READING PASSAGE:

11      The resolution of this case involves application of Wis. Stat. § 80.32(2) to undisputed facts.  The application of a statute to undisputed facts is a question of law that we review de novo.  See State v. Wilke, 152 Wis. 2d 243, 247, 448 N.W.2d 13 (Ct. App. 1989).

12      Wisconsin Stat. § 80.32(2) provides, in pertinent part:  “any highway which shall have been entirely abandoned as a route of travel, and on which no highway funds have been expended for 5 years, shall be considered discontinued.”[4]  Because no highway funds have been expended on the disputed portion of the road for more than five years, the question here is whether the disputed portion of the road has been “entirely abandoned.”[5]

13      The Schallers contend, albeit indirectly, that a portion of a public highway may be “entirely abandoned” if the owners of the land the public highway crosses treat the highway as private property.  They argue that the disputed portion of McClintock Road had been “entirely abandoned” by 1956 even though it was used by the owners and by another party with “consent” of the owner because the owner “could have sealed” off the road entirely.  The Schallers rely on evidence indicating that the Town stopped maintaining the disputed portion of the road, that the Schallers and their predecessors treated the disputed portion of the road as their private property, and that a number of people believed the disputed portion of the road was private property.

RECORD LIST:
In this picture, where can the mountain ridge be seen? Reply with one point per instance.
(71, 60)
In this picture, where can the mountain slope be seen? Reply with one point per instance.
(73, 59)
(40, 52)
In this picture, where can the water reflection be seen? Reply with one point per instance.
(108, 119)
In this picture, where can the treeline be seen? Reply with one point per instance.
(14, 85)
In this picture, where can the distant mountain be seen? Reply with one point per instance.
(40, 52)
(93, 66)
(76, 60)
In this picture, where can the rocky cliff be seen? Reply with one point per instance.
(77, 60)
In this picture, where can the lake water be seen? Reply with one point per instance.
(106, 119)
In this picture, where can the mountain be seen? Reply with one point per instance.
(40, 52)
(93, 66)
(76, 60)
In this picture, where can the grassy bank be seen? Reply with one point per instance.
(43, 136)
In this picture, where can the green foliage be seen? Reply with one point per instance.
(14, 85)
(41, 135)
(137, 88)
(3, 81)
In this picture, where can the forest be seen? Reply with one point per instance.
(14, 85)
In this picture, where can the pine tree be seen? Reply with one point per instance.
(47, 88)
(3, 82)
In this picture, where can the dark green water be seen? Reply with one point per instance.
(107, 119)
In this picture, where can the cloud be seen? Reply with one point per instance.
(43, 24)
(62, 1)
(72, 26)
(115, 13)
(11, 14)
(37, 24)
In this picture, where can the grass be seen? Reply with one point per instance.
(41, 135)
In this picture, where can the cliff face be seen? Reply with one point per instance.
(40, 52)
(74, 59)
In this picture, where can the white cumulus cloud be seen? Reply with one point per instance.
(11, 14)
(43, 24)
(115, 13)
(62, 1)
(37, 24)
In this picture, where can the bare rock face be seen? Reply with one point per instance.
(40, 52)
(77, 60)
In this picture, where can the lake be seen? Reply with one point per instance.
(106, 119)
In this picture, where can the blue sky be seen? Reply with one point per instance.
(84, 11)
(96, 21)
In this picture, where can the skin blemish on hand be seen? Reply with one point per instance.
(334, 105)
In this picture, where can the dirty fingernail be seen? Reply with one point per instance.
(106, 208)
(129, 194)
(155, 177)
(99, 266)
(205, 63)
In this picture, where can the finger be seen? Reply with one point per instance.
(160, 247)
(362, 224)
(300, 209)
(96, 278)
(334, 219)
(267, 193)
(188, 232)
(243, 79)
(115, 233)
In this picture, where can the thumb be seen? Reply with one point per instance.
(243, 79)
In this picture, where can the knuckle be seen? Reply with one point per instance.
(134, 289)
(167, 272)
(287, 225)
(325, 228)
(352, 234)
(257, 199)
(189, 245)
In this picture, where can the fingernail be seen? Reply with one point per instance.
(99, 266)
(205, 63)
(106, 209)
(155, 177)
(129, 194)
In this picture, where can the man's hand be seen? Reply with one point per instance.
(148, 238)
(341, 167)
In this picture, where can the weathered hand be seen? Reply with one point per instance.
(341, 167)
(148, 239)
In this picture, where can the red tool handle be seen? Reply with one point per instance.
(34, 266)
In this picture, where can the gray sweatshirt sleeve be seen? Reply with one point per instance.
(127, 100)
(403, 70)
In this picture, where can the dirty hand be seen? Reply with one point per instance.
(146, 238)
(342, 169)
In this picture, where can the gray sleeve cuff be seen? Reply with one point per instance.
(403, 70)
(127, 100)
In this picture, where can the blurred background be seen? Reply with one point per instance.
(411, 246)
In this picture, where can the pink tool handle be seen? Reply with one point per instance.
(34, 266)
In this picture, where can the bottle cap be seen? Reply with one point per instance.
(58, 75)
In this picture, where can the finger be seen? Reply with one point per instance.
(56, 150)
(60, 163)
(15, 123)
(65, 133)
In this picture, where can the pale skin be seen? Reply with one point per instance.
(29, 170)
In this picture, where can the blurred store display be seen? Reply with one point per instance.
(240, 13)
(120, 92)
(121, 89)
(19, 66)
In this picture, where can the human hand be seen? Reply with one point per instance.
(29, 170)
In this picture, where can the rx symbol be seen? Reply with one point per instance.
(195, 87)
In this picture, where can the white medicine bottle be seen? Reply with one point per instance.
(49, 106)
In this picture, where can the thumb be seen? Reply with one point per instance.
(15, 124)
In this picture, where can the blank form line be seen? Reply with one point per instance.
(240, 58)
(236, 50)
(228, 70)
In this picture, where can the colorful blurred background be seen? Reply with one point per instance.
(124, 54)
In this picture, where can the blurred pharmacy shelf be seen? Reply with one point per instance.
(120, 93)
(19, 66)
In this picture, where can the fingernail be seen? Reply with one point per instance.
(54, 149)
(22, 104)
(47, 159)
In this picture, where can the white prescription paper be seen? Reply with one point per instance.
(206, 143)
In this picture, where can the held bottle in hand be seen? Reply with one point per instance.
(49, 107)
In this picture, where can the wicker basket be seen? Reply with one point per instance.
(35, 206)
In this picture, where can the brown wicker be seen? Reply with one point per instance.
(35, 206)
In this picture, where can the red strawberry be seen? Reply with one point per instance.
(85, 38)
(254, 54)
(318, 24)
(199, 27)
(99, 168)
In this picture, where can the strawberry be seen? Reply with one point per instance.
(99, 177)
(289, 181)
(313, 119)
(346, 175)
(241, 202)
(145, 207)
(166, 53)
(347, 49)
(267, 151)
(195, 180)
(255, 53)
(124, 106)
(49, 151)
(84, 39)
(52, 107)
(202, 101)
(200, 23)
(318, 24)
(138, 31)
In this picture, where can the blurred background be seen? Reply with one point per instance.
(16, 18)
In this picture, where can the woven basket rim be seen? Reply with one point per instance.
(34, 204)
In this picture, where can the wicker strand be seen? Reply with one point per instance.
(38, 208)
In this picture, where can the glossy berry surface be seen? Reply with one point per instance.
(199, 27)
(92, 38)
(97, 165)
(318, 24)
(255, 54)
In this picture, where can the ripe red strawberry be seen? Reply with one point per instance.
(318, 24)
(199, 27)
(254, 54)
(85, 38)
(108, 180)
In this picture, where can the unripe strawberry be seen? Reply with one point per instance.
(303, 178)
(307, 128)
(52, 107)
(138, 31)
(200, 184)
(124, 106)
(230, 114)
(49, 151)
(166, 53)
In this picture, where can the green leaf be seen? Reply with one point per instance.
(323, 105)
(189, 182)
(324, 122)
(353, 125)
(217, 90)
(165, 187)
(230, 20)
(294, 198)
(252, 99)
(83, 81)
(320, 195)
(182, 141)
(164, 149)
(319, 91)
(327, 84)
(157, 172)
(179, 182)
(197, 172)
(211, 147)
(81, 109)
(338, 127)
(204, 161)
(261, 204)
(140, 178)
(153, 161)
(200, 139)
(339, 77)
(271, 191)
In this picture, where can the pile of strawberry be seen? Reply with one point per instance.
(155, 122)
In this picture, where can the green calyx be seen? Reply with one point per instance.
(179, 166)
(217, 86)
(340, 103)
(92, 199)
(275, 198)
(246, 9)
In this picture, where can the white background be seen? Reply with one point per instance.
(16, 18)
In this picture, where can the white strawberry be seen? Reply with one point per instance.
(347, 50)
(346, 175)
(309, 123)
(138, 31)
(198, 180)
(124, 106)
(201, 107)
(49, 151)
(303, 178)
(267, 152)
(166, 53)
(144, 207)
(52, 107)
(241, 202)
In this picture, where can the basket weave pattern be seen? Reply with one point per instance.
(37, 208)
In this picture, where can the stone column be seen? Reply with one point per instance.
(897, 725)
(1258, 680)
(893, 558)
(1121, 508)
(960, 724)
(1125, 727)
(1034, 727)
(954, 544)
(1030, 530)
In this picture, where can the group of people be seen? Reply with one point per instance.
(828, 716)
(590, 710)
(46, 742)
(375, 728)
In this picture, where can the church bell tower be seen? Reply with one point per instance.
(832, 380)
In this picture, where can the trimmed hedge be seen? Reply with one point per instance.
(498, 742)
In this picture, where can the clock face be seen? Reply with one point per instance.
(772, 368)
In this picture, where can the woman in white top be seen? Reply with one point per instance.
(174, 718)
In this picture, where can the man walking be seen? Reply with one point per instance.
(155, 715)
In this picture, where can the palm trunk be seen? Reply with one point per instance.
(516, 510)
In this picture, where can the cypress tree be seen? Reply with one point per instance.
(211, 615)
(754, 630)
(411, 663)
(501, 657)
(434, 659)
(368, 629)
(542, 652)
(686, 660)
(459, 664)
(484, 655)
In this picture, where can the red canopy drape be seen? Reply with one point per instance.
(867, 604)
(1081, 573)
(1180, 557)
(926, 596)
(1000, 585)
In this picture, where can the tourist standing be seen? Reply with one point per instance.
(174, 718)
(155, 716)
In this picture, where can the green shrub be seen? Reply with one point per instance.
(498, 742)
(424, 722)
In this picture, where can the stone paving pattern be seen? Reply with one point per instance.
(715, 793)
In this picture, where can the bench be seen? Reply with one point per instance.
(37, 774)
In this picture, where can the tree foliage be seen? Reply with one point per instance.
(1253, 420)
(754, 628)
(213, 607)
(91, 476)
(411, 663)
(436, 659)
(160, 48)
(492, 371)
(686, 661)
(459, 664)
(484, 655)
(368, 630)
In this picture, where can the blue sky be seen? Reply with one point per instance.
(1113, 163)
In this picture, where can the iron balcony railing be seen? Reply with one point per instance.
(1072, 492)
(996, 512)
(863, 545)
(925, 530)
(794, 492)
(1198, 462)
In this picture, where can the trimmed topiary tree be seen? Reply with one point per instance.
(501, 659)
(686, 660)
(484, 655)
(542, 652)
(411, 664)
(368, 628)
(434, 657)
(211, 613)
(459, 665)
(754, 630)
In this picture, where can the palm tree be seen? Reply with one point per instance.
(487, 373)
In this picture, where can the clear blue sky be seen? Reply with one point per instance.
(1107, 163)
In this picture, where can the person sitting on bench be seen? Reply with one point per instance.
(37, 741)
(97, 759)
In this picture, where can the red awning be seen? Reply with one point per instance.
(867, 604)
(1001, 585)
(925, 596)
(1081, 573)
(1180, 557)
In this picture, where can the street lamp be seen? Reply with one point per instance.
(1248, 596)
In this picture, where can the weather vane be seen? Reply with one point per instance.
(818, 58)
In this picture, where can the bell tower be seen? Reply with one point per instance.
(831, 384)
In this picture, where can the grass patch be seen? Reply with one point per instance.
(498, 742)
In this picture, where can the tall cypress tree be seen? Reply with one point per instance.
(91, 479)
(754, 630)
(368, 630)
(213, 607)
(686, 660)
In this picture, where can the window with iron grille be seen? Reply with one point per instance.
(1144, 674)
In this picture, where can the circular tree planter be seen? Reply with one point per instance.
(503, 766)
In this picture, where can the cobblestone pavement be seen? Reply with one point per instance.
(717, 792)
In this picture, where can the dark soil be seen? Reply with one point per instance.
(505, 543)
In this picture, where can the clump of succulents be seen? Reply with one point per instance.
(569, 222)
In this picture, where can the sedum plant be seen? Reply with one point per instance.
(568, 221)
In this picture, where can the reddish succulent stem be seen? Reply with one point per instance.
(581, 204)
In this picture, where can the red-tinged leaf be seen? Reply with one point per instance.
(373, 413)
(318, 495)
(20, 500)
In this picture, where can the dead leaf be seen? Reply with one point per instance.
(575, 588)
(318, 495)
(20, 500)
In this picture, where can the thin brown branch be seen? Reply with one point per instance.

TASK GOAL: Say whether each statement agrees with the court opinion excerpt, answering yes or no and quoting the deciding words. 1. The court reviews the application of the statute to undisputed facts de novo. 2. Highway funds were spent on the disputed portion of the road within the past five years. 3. The Schallers argue that the disputed portion of McClintock Road had been entirely abandoned by 1956.

RESPONSE TO THE TASK:
1. Yes: "The application of a statute to undisputed facts is a question of law that we review de novo."
2. No: "no highway funds have been expended on the disputed portion of the road for more than five years"
3. Yes: "the disputed portion of McClintock Road had been “entirely abandoned” by 1956"